§ **SHORT TASK**
Revise the portion of the records that opens with the line containing "cup. Present it as a bracketed, comma-separated list." and closes with the line containing "[312, 910, 362, 948]" by replacing "nutrition facts panel" with "nutrition information panel" and leaving everything else unchanged. Return only those lines.

§ **MATERIAL FOR THIS TASK**
·····
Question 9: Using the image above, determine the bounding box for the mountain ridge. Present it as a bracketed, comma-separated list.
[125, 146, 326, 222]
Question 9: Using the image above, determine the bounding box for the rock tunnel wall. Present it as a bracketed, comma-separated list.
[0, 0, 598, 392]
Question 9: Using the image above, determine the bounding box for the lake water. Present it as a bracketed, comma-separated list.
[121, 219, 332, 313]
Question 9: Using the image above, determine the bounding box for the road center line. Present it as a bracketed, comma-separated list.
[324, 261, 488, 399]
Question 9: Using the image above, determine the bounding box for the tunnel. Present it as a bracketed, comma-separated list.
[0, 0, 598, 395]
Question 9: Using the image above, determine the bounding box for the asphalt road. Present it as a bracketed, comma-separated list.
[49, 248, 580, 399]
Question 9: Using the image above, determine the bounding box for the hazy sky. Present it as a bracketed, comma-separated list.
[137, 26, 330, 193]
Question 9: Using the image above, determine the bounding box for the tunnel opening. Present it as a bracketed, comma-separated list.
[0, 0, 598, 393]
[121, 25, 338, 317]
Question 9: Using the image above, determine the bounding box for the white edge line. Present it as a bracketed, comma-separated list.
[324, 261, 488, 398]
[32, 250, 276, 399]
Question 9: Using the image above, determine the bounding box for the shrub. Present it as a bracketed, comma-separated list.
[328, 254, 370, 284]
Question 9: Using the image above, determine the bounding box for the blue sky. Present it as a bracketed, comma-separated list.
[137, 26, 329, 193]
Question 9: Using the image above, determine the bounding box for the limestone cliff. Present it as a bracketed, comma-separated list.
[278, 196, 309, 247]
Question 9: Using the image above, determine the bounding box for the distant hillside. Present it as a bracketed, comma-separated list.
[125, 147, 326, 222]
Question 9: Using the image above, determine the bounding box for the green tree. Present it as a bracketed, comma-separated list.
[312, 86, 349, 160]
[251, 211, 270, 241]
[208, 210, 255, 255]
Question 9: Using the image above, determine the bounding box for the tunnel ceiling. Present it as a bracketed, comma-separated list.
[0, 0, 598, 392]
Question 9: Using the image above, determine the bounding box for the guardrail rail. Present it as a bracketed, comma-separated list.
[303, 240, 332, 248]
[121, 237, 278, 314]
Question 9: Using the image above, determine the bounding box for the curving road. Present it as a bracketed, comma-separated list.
·····
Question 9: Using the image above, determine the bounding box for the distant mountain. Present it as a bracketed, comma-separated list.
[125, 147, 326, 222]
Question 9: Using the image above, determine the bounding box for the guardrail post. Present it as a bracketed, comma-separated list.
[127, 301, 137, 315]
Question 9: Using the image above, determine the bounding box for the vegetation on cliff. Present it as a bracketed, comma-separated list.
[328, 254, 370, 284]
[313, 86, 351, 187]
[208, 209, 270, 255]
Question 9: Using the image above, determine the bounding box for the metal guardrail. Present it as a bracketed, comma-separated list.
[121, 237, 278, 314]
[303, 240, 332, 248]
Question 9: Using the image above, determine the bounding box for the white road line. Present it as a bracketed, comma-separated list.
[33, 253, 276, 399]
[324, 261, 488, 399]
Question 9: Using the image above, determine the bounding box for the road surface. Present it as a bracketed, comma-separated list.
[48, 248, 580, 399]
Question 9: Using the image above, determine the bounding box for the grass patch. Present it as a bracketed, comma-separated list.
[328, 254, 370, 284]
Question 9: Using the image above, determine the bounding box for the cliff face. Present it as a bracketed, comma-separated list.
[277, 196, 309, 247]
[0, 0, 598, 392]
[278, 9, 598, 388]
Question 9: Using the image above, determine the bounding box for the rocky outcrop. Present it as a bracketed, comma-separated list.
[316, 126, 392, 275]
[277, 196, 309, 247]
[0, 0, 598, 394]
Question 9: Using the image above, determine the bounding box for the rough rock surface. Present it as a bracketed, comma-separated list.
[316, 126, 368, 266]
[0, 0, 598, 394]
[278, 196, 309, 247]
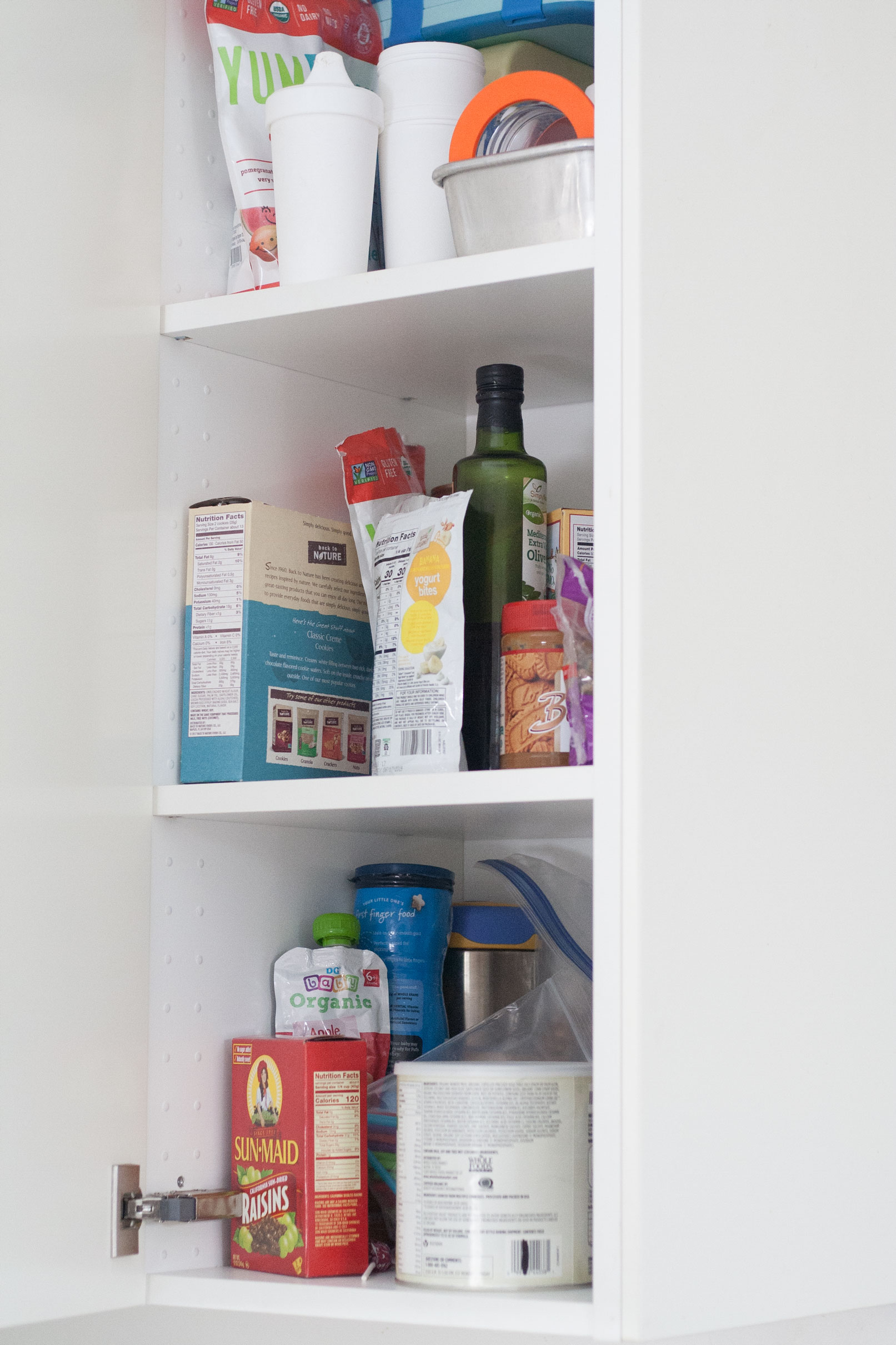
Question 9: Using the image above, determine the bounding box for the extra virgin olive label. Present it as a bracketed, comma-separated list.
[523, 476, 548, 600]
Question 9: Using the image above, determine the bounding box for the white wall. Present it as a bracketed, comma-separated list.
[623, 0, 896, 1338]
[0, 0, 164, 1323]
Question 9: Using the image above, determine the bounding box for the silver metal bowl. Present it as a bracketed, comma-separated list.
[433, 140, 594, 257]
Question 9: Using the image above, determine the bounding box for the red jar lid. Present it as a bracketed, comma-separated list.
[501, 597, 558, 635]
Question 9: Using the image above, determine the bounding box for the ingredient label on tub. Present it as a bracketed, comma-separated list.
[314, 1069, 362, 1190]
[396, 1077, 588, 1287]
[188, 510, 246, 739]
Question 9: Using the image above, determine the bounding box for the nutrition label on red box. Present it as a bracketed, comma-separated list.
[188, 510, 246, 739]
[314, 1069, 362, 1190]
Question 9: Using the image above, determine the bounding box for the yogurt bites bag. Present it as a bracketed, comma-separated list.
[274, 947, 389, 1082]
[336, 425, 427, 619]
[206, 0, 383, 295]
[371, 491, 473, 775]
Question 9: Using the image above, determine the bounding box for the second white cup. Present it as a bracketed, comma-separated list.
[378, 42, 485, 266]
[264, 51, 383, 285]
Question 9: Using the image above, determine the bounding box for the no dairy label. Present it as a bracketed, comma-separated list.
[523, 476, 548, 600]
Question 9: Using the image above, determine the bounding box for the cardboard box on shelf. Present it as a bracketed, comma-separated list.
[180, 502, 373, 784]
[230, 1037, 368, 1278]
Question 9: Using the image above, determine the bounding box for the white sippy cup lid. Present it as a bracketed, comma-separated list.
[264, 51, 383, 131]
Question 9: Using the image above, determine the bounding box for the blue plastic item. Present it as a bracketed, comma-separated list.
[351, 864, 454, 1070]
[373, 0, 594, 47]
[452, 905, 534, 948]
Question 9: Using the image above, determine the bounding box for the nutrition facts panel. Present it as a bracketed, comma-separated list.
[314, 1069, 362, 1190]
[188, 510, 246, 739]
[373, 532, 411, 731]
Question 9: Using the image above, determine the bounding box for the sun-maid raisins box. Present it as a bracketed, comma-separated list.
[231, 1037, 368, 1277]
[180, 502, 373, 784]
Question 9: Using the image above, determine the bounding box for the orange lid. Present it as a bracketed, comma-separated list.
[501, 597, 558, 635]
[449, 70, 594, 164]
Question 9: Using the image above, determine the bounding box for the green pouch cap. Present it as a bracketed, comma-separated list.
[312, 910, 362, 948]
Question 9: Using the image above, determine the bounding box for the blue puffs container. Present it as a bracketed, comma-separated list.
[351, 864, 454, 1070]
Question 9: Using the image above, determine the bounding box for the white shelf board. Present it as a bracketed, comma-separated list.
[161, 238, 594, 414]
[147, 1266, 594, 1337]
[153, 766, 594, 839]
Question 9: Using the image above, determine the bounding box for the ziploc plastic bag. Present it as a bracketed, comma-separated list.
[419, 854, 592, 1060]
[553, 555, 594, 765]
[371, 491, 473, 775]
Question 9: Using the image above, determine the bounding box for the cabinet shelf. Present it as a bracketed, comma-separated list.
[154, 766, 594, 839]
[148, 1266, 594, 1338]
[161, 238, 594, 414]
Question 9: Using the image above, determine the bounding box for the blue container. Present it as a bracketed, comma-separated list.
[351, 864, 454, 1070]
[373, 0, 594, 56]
·····
§ **EXPECTED ANSWER**
Question 9: Using the image above, determine the bounding box for the second white cup. Present it as a bracketed, comma-separated list.
[378, 42, 485, 266]
[264, 51, 383, 285]
Question 9: Using the image above, determine the bounding box for the no dairy label. Present it as a bracketed, comma-separated list.
[523, 476, 548, 600]
Question 9: Using the image above, determine the bounding box for the cardboard box on shelf. Present it as a bracketed, comma-separated list.
[180, 502, 373, 784]
[230, 1037, 368, 1278]
Question 9: Using the image above, determine the bounding box for the white sippy cup lid. Present it as a bracketed, comma-separated list.
[264, 51, 383, 131]
Question 9: Using the image above, determine the bounding box for the blue plastic item. Present it as a bracketed, comma-separated list.
[351, 864, 454, 1070]
[373, 0, 594, 47]
[452, 905, 534, 948]
Question 9: Using the image above, determine the bounding box for the nutrition information panel. Present it as a bracketed, comma-separated list.
[314, 1069, 362, 1190]
[188, 510, 246, 739]
[373, 532, 411, 731]
Question 9: Using the image above, determine the bounding box for the sun-maid raisins box. Present it as a bracketed, comma-separated list.
[231, 1037, 368, 1277]
[180, 502, 373, 784]
Question 9: Using the image above, determine the bounding box for the orange lid. Present it as a bracketed, comma-separated list.
[501, 597, 558, 635]
[449, 70, 594, 164]
Question 9: Using the image above, determine the bounding box for the green pouch cap. Present it as a bracketed, comma-separated list.
[312, 910, 362, 948]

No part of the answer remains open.